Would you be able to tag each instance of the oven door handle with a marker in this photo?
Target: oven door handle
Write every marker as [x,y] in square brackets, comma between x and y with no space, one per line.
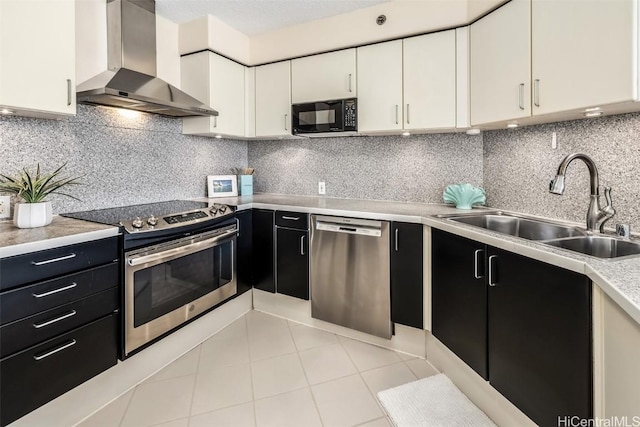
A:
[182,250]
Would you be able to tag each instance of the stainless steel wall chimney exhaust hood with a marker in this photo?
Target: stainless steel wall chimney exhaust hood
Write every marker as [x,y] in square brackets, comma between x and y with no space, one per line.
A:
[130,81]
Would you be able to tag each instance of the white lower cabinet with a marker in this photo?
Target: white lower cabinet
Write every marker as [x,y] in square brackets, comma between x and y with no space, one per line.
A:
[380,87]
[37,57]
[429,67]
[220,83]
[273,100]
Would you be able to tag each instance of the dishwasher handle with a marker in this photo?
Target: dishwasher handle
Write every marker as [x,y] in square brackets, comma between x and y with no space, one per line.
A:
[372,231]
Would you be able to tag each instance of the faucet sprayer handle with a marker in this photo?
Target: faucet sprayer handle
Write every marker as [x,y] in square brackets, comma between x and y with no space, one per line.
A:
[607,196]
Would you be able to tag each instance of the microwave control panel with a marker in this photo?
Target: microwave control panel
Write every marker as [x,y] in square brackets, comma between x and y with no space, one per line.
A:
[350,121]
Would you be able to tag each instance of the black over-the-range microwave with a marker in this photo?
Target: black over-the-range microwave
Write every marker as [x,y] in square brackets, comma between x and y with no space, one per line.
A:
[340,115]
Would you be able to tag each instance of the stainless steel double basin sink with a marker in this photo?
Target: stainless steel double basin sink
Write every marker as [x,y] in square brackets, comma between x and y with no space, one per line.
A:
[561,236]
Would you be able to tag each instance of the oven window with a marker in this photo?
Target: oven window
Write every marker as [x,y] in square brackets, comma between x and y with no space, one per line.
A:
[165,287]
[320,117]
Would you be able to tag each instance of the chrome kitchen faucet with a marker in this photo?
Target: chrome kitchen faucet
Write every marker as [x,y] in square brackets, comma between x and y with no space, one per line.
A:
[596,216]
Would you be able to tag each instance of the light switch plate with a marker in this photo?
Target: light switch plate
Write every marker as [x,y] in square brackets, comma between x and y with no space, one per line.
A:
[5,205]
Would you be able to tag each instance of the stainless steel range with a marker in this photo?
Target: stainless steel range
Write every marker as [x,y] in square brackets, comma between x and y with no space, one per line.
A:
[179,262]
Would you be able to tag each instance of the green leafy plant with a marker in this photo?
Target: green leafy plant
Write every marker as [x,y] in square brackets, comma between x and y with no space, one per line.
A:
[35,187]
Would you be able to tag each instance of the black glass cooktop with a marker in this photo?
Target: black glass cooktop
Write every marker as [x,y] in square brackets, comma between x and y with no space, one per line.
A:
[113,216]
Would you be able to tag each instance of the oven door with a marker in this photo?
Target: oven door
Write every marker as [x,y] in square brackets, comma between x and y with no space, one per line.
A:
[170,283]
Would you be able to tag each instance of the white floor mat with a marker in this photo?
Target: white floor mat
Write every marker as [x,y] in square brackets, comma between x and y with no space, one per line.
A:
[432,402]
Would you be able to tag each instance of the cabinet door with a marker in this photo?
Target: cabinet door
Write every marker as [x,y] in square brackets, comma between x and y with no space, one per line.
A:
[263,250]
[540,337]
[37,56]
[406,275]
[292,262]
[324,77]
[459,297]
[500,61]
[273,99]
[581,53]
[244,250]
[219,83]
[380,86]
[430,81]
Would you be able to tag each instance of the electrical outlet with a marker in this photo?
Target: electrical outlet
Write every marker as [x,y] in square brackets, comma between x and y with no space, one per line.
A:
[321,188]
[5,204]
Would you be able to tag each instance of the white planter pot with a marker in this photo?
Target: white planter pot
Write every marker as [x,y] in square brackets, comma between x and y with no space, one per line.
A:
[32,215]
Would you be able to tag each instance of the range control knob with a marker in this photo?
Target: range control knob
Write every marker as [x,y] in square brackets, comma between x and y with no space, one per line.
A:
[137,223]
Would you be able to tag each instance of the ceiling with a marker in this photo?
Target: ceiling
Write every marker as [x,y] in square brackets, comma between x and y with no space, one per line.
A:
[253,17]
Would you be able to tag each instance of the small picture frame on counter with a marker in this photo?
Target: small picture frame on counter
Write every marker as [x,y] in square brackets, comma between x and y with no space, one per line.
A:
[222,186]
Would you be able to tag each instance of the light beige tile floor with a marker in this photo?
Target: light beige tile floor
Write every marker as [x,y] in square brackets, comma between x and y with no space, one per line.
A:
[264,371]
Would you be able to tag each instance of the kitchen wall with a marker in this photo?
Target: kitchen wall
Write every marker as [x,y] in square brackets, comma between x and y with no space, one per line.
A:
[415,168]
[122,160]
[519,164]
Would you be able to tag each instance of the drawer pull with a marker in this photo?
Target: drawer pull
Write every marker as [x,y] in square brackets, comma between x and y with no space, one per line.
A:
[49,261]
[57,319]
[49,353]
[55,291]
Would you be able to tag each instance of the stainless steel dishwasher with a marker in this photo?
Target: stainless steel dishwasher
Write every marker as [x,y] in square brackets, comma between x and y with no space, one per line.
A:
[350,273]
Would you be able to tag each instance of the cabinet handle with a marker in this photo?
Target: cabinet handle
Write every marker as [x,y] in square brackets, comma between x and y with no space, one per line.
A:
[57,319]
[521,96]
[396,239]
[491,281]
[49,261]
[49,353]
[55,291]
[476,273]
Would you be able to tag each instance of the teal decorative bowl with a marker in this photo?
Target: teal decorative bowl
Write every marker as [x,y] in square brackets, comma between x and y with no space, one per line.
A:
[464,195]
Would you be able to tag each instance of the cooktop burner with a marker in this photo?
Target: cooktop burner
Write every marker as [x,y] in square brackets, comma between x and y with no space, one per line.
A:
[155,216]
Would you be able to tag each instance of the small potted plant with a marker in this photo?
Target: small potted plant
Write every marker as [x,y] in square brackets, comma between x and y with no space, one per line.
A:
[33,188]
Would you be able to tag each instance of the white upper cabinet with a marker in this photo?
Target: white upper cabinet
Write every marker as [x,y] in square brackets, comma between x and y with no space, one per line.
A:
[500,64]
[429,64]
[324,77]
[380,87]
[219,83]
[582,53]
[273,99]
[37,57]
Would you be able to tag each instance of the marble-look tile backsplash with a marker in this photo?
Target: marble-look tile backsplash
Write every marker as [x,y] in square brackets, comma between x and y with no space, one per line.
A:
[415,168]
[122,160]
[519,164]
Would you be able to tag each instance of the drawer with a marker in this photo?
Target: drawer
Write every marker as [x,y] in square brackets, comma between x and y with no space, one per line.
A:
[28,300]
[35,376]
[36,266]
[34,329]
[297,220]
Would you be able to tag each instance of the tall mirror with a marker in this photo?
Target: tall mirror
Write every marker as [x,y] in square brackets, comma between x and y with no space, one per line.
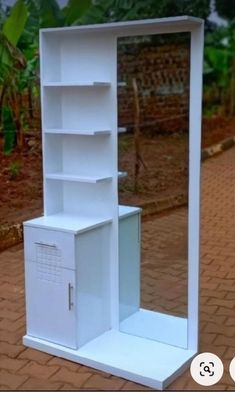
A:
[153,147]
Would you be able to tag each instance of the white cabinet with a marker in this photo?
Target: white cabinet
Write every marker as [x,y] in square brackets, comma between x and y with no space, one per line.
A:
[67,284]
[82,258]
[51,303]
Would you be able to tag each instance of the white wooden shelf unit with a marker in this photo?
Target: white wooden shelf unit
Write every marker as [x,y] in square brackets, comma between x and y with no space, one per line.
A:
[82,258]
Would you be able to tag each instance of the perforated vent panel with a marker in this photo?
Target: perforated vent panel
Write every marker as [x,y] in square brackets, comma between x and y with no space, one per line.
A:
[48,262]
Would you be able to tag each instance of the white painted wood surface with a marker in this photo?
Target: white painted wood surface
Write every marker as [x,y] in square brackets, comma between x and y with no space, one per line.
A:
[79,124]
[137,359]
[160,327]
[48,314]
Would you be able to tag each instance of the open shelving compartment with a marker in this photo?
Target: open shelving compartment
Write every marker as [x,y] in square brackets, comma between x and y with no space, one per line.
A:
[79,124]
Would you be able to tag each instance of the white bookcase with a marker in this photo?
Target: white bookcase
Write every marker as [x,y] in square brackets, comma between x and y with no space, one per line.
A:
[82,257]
= = =
REQUIRED WORK
Format the material, from the line containing "Would you be able to tag each instance of the perforated" through the end of the material (both ends included), as a two-column CSV with the columns request and answer. Give one row for each request, with its text and its answer each in one quoted field and line breaks replaced by spaces.

TASK SOLUTION
request,answer
"Would you be able to tag each instance of the perforated vent panel with a marker in this photo? Target: perforated vent panel Write every marker as [x,y] in square brackets, comma between x and y with no space, one per line. A:","[48,262]"
"Would you be able to tag each instance of the white painted wood surface with a marker in this photo? Target: white painted wood surface Write every marker as [x,y] in square brackets, comma between x and y with no space, one per line. A:","[79,124] [137,359] [160,327] [48,314]"
"Would you be able to tag each instance of the open shelving compartment with a marker in this photo? Target: open shelving compartment Write every marker as [x,y] in square brackets, comma between x and y with no space, one per line. A:","[79,124]"
"Would you be able to tag each instance of the white bookcase with a marker in this photo? Target: white bookcase Write every marker as [x,y] in square brackets, comma between x and y with no space, one per line. A:","[82,257]"